Collected data entries
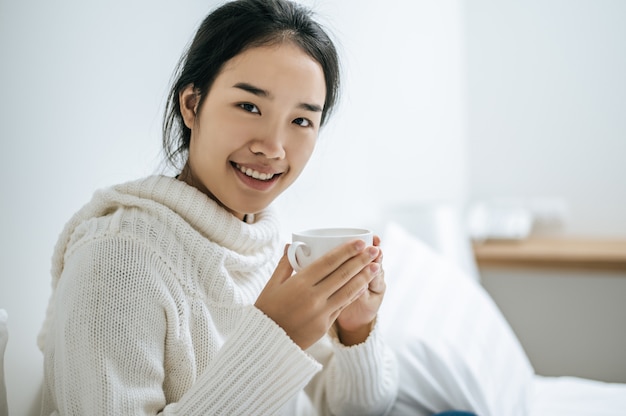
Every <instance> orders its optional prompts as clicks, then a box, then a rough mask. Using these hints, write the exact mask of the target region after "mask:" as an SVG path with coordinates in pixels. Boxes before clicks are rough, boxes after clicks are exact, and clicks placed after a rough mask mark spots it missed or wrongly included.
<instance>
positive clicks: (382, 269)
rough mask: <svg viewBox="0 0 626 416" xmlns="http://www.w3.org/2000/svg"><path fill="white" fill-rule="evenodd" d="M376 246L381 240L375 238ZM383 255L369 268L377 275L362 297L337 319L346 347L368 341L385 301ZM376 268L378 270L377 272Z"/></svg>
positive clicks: (376, 275)
mask: <svg viewBox="0 0 626 416" xmlns="http://www.w3.org/2000/svg"><path fill="white" fill-rule="evenodd" d="M374 246H376V247H378V246H380V238H379V237H378V236H374ZM382 262H383V253H382V251H380V253H379V255H378V257H377V258H376V259H375V260H374V262H373V263H372V264H371V265H370V266H369V267H370V271H371V272H372V273H373V274H374V275H375V276H374V279H372V281H371V282H370V283H369V285H368V287H367V288H366V289H365V290H363V293H362V294H361V296H359V297H358V299H357V300H355V301H354V302H353V303H351V304H350V306H348V307H347V308H345V309H344V310H343V311H342V312H341V314H340V315H339V317H338V318H337V333H338V336H339V340H340V341H341V343H342V344H344V345H355V344H359V343H361V342H363V341H365V340H366V339H367V337H368V336H369V334H370V331H371V329H372V328H371V326H372V323H373V321H374V318H376V314H377V313H378V309H379V308H380V305H381V303H382V301H383V297H384V295H385V289H386V288H387V285H386V283H385V272H384V271H383V268H382ZM376 268H377V269H378V270H376Z"/></svg>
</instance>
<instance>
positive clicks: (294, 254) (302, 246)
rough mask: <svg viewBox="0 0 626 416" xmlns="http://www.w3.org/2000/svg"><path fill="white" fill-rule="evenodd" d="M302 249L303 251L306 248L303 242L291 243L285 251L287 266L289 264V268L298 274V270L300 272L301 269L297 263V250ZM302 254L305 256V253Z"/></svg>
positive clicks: (304, 252) (305, 254) (302, 250)
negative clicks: (285, 254) (286, 255)
mask: <svg viewBox="0 0 626 416" xmlns="http://www.w3.org/2000/svg"><path fill="white" fill-rule="evenodd" d="M300 247H302V248H303V250H301V251H304V249H306V248H308V247H307V245H306V243H305V242H302V241H294V242H293V243H291V244H290V245H289V248H288V249H287V258H288V259H289V264H291V267H293V269H294V270H295V271H296V272H299V271H300V270H302V267H301V266H300V263H298V256H297V253H298V249H299V248H300ZM303 254H305V255H306V252H304V253H303Z"/></svg>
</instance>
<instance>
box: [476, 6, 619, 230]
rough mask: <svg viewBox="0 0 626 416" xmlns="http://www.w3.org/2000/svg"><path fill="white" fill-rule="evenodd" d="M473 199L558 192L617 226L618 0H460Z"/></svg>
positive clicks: (604, 224) (604, 225)
mask: <svg viewBox="0 0 626 416" xmlns="http://www.w3.org/2000/svg"><path fill="white" fill-rule="evenodd" d="M466 12H467V13H466V17H467V20H466V22H467V23H466V29H467V31H466V38H467V53H468V60H467V62H468V86H469V101H468V108H469V118H470V123H469V149H470V151H469V161H470V165H469V166H470V167H469V172H470V180H469V186H470V189H471V197H472V198H473V199H480V198H493V197H514V198H521V199H523V200H526V201H528V200H531V199H533V198H536V197H558V198H562V200H563V202H565V204H566V205H567V207H568V210H569V215H568V217H567V218H566V223H565V224H564V227H563V228H561V229H559V230H555V231H557V232H559V233H561V234H564V235H583V236H611V237H622V238H623V237H624V236H625V235H626V99H625V98H624V97H626V77H625V76H624V74H626V25H624V21H626V2H624V1H621V0H602V1H589V0H549V1H546V0H523V1H522V0H519V1H504V2H503V1H499V0H471V1H468V2H466Z"/></svg>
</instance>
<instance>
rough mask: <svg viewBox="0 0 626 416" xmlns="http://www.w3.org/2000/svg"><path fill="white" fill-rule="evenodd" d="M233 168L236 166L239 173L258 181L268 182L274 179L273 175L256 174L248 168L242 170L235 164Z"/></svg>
mask: <svg viewBox="0 0 626 416" xmlns="http://www.w3.org/2000/svg"><path fill="white" fill-rule="evenodd" d="M235 166H237V169H239V170H240V171H241V172H243V173H245V174H246V175H248V176H250V177H251V178H254V179H258V180H261V181H268V180H270V179H272V178H273V177H274V174H273V173H262V172H258V171H256V170H253V169H250V168H244V167H243V166H239V165H237V164H235Z"/></svg>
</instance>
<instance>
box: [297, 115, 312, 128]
mask: <svg viewBox="0 0 626 416" xmlns="http://www.w3.org/2000/svg"><path fill="white" fill-rule="evenodd" d="M293 123H294V124H297V125H298V126H300V127H311V126H312V125H313V124H312V123H311V121H310V120H307V119H306V118H303V117H298V118H296V119H295V120H294V121H293Z"/></svg>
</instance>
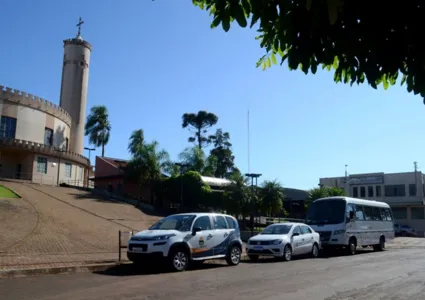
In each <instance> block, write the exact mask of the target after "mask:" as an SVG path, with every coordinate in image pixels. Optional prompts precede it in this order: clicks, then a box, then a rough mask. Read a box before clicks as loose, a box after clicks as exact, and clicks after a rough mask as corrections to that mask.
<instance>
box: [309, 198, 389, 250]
mask: <svg viewBox="0 0 425 300" xmlns="http://www.w3.org/2000/svg"><path fill="white" fill-rule="evenodd" d="M305 222H306V224H308V225H310V227H311V228H313V229H314V230H315V231H316V232H317V233H319V234H320V240H321V246H322V248H324V249H326V248H330V247H337V248H340V247H342V248H345V249H346V250H347V252H348V254H351V255H353V254H355V253H356V248H357V247H360V246H361V247H363V248H365V247H368V246H371V247H373V249H374V250H376V251H382V250H384V249H385V243H386V242H388V241H390V240H392V239H393V238H394V223H393V215H392V211H391V208H390V206H389V205H388V204H387V203H384V202H379V201H371V200H363V199H355V198H349V197H338V196H337V197H327V198H322V199H317V200H315V201H314V202H313V203H311V205H310V206H309V208H308V211H307V216H306V221H305Z"/></svg>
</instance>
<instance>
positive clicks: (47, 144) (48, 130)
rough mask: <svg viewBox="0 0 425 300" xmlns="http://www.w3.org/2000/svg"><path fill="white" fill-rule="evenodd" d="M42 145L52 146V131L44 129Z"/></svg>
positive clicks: (52, 142) (52, 143)
mask: <svg viewBox="0 0 425 300" xmlns="http://www.w3.org/2000/svg"><path fill="white" fill-rule="evenodd" d="M44 145H48V146H53V129H50V128H47V127H46V128H44Z"/></svg>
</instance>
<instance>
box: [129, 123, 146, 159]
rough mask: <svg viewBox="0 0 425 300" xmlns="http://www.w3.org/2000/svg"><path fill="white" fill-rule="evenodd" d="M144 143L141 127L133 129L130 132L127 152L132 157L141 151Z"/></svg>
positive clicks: (136, 154)
mask: <svg viewBox="0 0 425 300" xmlns="http://www.w3.org/2000/svg"><path fill="white" fill-rule="evenodd" d="M144 145H145V134H144V132H143V129H137V130H134V131H133V132H132V133H131V136H130V141H129V143H128V148H127V149H128V152H130V154H131V155H132V156H133V157H134V156H137V155H139V154H140V153H142V150H143V147H144Z"/></svg>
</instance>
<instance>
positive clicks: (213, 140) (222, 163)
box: [210, 129, 235, 178]
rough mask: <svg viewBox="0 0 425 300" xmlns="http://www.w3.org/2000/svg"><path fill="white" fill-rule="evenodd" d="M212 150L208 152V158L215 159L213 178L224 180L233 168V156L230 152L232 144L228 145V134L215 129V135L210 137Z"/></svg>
mask: <svg viewBox="0 0 425 300" xmlns="http://www.w3.org/2000/svg"><path fill="white" fill-rule="evenodd" d="M210 139H211V141H212V143H213V148H212V149H211V151H210V157H214V158H215V159H216V167H215V172H214V176H215V177H218V178H224V177H226V175H227V174H228V173H229V172H231V171H232V170H233V168H234V165H235V163H234V159H235V157H234V155H233V152H232V149H231V147H232V143H230V134H229V133H228V132H223V130H222V129H217V130H216V132H215V134H214V135H212V136H210Z"/></svg>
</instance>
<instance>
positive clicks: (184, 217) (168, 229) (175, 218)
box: [149, 215, 196, 231]
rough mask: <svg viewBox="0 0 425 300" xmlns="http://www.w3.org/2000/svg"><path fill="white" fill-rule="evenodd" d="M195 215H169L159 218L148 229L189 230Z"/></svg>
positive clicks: (152, 229)
mask: <svg viewBox="0 0 425 300" xmlns="http://www.w3.org/2000/svg"><path fill="white" fill-rule="evenodd" d="M195 217H196V216H195V215H171V216H168V217H166V218H164V219H161V220H159V221H158V222H157V223H155V224H154V225H152V226H151V227H150V228H149V230H179V231H190V227H191V226H192V222H193V220H194V219H195Z"/></svg>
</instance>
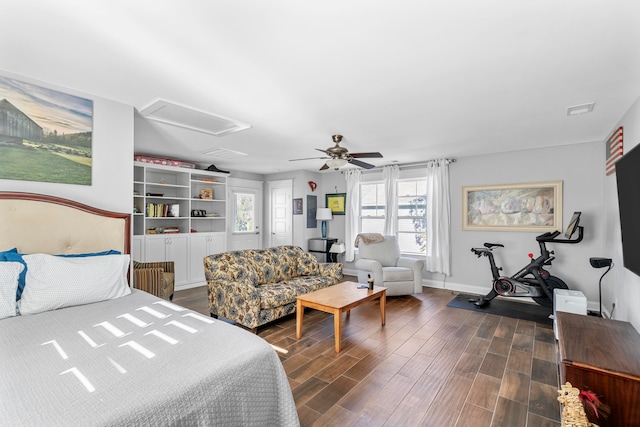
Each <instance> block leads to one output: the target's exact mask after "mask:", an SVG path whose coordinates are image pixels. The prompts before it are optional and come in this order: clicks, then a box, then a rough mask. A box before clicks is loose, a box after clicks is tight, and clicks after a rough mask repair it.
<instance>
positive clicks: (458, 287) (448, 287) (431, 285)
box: [422, 279, 491, 295]
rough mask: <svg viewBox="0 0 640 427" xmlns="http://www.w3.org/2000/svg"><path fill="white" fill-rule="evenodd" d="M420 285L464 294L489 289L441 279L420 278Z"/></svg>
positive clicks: (472, 292)
mask: <svg viewBox="0 0 640 427" xmlns="http://www.w3.org/2000/svg"><path fill="white" fill-rule="evenodd" d="M422 286H423V287H427V288H436V289H446V290H449V291H456V292H462V293H465V294H476V295H485V294H487V293H488V292H489V291H490V290H491V289H487V288H486V287H484V286H474V285H467V284H465V283H455V282H446V281H441V280H428V279H422Z"/></svg>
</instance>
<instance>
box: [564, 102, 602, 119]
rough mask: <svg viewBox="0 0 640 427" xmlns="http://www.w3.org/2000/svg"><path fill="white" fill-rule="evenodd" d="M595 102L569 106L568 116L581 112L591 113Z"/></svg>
mask: <svg viewBox="0 0 640 427" xmlns="http://www.w3.org/2000/svg"><path fill="white" fill-rule="evenodd" d="M595 104H596V103H595V102H589V103H588V104H580V105H574V106H573V107H569V108H567V116H578V115H580V114H586V113H590V112H592V111H593V106H594V105H595Z"/></svg>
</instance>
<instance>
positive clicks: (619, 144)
mask: <svg viewBox="0 0 640 427" xmlns="http://www.w3.org/2000/svg"><path fill="white" fill-rule="evenodd" d="M622 154H623V153H622V126H620V127H619V128H618V129H616V130H615V132H613V134H612V135H611V136H610V137H609V139H608V140H607V162H606V163H605V168H606V173H607V176H608V175H611V174H612V173H614V172H615V171H616V162H617V161H618V160H620V158H621V157H622Z"/></svg>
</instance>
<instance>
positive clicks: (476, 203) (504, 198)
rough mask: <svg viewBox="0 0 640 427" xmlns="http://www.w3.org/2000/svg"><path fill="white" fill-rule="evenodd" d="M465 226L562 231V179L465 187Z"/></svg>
mask: <svg viewBox="0 0 640 427" xmlns="http://www.w3.org/2000/svg"><path fill="white" fill-rule="evenodd" d="M462 229H463V230H497V231H500V230H502V231H536V232H538V231H555V230H558V231H562V181H550V182H532V183H523V184H505V185H484V186H473V187H463V188H462Z"/></svg>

Exercise description: Pick out every line of the entries above that contains the word "come", and copy each one in full.

Result of this exercise:
Each <instance> block leads to one output: the target's exact mask after "mask:", an SVG path whose coordinates are image pixels. The prompts before it are optional and come in this order: clicks, then a box, then a rough mask. A box before clicks is loose, a box after clicks is tight, and clicks after a rough mask repair it.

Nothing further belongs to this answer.